__Activity__
Could you show all lines in the entries below that contain the string "railing"?

Source data
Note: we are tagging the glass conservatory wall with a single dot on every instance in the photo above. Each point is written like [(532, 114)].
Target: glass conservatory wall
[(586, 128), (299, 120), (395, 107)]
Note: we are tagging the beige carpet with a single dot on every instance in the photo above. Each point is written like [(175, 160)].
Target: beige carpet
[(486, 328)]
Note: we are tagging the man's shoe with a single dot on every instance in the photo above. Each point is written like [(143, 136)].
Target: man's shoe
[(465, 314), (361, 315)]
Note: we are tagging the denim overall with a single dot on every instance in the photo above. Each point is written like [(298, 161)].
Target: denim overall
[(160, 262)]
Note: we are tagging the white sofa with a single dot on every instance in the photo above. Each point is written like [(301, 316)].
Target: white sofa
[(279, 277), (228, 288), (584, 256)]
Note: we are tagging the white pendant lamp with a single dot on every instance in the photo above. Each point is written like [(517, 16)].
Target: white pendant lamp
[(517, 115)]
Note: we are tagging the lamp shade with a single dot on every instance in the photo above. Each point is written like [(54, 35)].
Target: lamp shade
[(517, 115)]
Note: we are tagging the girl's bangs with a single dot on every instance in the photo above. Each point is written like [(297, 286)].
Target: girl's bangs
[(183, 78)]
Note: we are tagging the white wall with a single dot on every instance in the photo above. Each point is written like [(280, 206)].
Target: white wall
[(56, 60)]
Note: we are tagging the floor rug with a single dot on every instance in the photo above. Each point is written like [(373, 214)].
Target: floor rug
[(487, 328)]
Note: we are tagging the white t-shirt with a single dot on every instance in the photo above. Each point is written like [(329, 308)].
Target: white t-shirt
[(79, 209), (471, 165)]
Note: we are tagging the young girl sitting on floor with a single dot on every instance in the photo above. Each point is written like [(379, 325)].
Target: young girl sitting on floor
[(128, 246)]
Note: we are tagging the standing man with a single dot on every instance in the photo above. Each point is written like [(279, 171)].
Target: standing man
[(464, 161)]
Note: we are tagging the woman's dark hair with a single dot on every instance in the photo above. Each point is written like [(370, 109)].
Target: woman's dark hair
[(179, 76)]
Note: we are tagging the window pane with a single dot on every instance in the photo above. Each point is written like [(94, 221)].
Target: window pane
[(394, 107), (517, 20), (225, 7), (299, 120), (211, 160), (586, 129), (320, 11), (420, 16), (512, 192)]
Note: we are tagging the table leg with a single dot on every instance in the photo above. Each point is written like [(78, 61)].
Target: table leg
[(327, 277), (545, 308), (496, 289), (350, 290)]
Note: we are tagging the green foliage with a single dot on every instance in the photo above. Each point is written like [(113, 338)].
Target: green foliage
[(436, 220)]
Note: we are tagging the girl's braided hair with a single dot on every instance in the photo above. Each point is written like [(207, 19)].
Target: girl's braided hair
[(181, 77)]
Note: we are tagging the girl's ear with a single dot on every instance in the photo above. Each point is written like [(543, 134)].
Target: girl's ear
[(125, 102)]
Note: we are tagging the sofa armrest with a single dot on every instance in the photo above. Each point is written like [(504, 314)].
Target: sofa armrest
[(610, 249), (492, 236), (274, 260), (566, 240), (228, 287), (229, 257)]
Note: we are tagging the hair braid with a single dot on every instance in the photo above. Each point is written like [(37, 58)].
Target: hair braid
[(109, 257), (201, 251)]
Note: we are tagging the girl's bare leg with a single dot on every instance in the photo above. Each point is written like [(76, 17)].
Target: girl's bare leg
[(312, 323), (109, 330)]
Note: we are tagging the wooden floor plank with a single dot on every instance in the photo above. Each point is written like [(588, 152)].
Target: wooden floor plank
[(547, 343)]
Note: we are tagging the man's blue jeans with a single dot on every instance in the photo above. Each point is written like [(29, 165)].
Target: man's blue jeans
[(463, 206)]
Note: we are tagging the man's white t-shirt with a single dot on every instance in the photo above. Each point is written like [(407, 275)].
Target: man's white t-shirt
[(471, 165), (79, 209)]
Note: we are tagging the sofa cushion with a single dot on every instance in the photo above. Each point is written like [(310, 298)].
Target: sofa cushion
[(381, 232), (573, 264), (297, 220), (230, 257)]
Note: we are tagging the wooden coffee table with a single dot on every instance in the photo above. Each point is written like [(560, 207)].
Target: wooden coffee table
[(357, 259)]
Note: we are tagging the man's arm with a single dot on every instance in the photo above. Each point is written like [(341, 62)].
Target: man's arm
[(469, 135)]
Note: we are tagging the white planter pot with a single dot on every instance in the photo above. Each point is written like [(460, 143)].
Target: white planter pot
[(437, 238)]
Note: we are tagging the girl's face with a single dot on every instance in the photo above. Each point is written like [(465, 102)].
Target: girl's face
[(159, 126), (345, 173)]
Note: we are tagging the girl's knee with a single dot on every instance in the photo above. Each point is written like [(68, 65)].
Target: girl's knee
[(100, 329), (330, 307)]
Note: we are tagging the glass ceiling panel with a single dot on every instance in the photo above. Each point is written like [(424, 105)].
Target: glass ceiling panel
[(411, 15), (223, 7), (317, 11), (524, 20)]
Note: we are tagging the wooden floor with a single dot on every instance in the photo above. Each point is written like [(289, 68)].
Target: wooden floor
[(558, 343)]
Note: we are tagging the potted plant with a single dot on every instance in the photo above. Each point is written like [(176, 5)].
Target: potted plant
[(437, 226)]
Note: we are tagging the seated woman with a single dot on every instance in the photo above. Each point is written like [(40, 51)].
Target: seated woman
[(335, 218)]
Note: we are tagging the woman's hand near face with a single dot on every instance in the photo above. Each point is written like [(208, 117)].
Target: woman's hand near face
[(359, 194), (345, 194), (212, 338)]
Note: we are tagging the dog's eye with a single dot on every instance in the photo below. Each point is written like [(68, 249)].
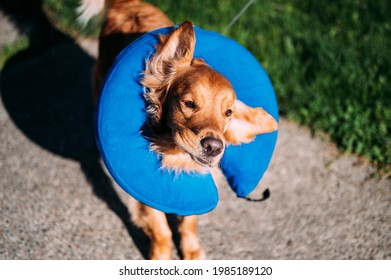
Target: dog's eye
[(190, 104)]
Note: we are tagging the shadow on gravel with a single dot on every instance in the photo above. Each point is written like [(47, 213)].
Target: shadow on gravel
[(46, 90)]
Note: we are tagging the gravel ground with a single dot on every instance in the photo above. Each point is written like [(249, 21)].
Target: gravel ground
[(57, 201)]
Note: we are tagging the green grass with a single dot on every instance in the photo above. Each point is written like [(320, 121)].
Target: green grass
[(329, 61)]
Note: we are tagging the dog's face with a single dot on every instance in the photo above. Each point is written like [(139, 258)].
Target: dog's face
[(200, 106), (197, 104)]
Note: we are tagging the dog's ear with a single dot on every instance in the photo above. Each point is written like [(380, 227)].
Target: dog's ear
[(247, 122), (174, 52), (178, 49)]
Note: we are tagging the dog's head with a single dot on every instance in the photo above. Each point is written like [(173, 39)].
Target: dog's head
[(195, 105)]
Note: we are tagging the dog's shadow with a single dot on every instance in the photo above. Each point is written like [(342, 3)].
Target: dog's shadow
[(46, 90)]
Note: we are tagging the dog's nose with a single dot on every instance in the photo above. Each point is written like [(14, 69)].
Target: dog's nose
[(212, 147)]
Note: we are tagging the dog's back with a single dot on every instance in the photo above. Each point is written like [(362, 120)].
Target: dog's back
[(124, 21)]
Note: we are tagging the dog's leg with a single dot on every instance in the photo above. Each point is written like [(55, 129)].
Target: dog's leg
[(191, 248), (155, 225)]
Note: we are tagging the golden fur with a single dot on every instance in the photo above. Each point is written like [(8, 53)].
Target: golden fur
[(192, 110)]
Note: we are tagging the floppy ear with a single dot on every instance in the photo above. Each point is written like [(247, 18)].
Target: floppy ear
[(174, 52), (248, 122)]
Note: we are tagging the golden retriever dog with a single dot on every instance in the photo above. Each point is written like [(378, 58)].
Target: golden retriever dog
[(193, 113)]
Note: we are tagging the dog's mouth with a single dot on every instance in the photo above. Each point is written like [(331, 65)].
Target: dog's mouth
[(205, 161)]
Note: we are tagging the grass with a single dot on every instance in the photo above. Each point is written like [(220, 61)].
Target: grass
[(329, 61)]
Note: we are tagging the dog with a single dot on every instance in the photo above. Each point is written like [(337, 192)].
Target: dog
[(192, 110)]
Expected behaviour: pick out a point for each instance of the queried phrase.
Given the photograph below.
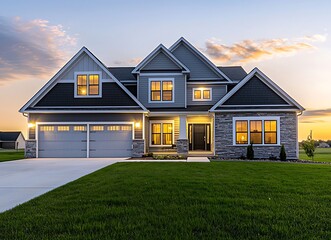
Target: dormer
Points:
(161, 80)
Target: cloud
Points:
(248, 50)
(31, 49)
(131, 62)
(318, 113)
(316, 116)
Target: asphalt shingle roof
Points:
(9, 136)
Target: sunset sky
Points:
(288, 40)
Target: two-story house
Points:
(175, 99)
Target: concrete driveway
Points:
(23, 180)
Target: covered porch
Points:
(180, 133)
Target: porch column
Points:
(182, 142)
(182, 127)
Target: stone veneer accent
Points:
(224, 147)
(138, 147)
(182, 146)
(30, 148)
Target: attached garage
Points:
(85, 140)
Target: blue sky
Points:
(288, 40)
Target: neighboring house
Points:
(323, 145)
(12, 140)
(175, 99)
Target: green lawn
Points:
(218, 200)
(321, 155)
(8, 155)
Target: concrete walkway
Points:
(23, 180)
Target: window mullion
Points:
(263, 132)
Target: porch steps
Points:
(197, 159)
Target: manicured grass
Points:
(218, 200)
(9, 155)
(321, 155)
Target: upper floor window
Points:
(202, 94)
(161, 90)
(256, 130)
(87, 84)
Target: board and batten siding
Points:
(198, 68)
(178, 94)
(161, 62)
(218, 91)
(85, 117)
(83, 64)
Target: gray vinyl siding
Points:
(83, 64)
(198, 68)
(85, 117)
(255, 92)
(161, 62)
(178, 94)
(147, 132)
(62, 94)
(218, 91)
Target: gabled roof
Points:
(235, 73)
(9, 136)
(199, 54)
(123, 73)
(52, 82)
(154, 53)
(291, 103)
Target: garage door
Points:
(62, 141)
(111, 140)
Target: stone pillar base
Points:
(30, 148)
(182, 146)
(138, 147)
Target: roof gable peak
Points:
(263, 78)
(154, 53)
(200, 55)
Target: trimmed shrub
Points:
(282, 154)
(250, 152)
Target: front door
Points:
(199, 137)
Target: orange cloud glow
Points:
(248, 50)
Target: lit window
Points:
(126, 128)
(97, 128)
(167, 133)
(161, 90)
(202, 94)
(156, 134)
(88, 84)
(162, 134)
(114, 128)
(270, 132)
(241, 132)
(47, 128)
(256, 132)
(79, 128)
(261, 131)
(63, 128)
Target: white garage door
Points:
(111, 140)
(62, 141)
(70, 141)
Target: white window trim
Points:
(248, 128)
(202, 99)
(161, 80)
(161, 121)
(88, 73)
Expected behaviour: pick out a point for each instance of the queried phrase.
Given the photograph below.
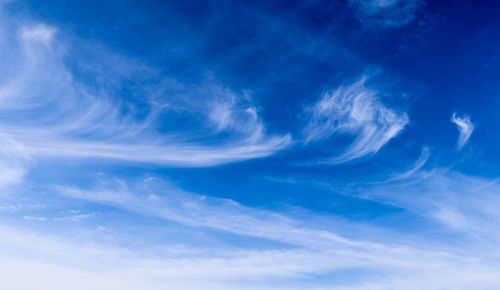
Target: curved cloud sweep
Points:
(465, 127)
(48, 112)
(354, 109)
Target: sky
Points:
(249, 144)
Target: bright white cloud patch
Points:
(465, 127)
(354, 109)
(48, 113)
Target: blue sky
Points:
(249, 144)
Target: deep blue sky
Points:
(249, 144)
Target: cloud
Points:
(385, 13)
(465, 127)
(422, 159)
(308, 245)
(354, 109)
(50, 112)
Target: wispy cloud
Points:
(49, 113)
(386, 13)
(354, 109)
(465, 128)
(306, 248)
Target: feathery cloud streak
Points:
(465, 128)
(62, 117)
(354, 109)
(386, 13)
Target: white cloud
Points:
(465, 127)
(385, 13)
(48, 113)
(308, 248)
(354, 109)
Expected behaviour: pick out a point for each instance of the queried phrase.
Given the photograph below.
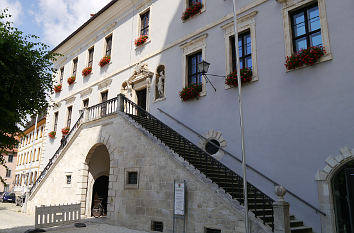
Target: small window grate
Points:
(209, 230)
(157, 226)
(132, 177)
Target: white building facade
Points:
(296, 119)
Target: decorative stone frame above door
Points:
(141, 79)
(324, 186)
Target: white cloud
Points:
(15, 9)
(59, 18)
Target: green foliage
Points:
(25, 80)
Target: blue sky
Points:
(51, 20)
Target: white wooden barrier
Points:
(49, 216)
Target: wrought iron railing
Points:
(259, 203)
(52, 160)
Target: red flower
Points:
(190, 92)
(71, 80)
(52, 134)
(87, 71)
(65, 130)
(141, 40)
(105, 60)
(57, 88)
(191, 11)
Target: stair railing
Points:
(248, 166)
(52, 160)
(258, 202)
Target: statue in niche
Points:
(160, 82)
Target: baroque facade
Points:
(120, 82)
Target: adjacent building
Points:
(133, 114)
(30, 148)
(8, 174)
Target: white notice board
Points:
(179, 198)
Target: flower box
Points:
(71, 80)
(305, 57)
(65, 130)
(190, 92)
(57, 88)
(52, 134)
(105, 60)
(141, 40)
(192, 11)
(87, 71)
(246, 76)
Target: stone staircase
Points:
(259, 203)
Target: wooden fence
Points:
(49, 216)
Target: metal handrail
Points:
(56, 154)
(248, 166)
(202, 159)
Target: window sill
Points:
(325, 58)
(190, 18)
(143, 45)
(160, 99)
(254, 79)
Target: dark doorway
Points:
(141, 98)
(343, 198)
(100, 193)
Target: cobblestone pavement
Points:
(12, 220)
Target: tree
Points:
(25, 80)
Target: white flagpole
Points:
(29, 170)
(241, 121)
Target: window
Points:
(244, 48)
(210, 230)
(85, 103)
(68, 121)
(306, 28)
(61, 75)
(132, 177)
(55, 121)
(108, 45)
(305, 24)
(90, 61)
(68, 179)
(192, 2)
(157, 226)
(194, 77)
(75, 66)
(10, 158)
(8, 173)
(144, 27)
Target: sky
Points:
(51, 20)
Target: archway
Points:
(98, 164)
(100, 193)
(343, 193)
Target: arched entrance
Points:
(100, 193)
(98, 164)
(343, 197)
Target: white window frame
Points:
(245, 23)
(190, 47)
(288, 7)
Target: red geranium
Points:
(246, 76)
(190, 92)
(105, 60)
(305, 57)
(191, 11)
(52, 134)
(71, 80)
(141, 40)
(57, 88)
(65, 130)
(87, 71)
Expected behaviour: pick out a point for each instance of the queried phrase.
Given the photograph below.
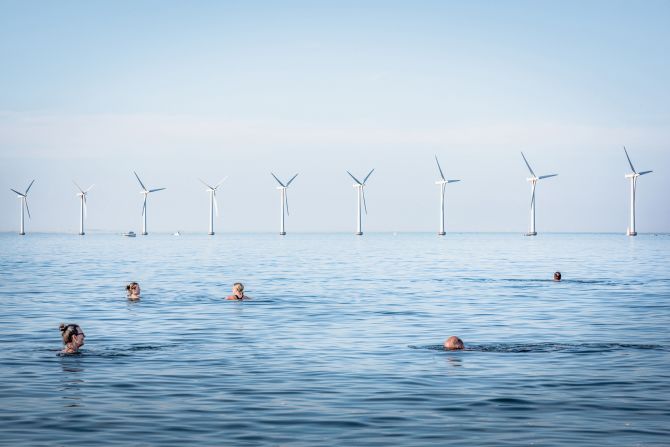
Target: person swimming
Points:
(453, 343)
(238, 292)
(73, 338)
(133, 290)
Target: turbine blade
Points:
(529, 168)
(292, 178)
(355, 179)
(206, 184)
(221, 182)
(138, 179)
(278, 181)
(286, 202)
(629, 162)
(439, 168)
(29, 186)
(365, 205)
(368, 176)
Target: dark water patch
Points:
(583, 348)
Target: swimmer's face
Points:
(453, 343)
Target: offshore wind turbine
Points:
(283, 201)
(360, 186)
(212, 203)
(82, 197)
(633, 185)
(443, 183)
(24, 203)
(533, 181)
(146, 193)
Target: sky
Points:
(177, 91)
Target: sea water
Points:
(341, 344)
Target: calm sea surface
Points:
(341, 344)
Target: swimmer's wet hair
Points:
(67, 331)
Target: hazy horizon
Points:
(206, 90)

__Finished task__
Target: wrought iron railing
Target: stair railing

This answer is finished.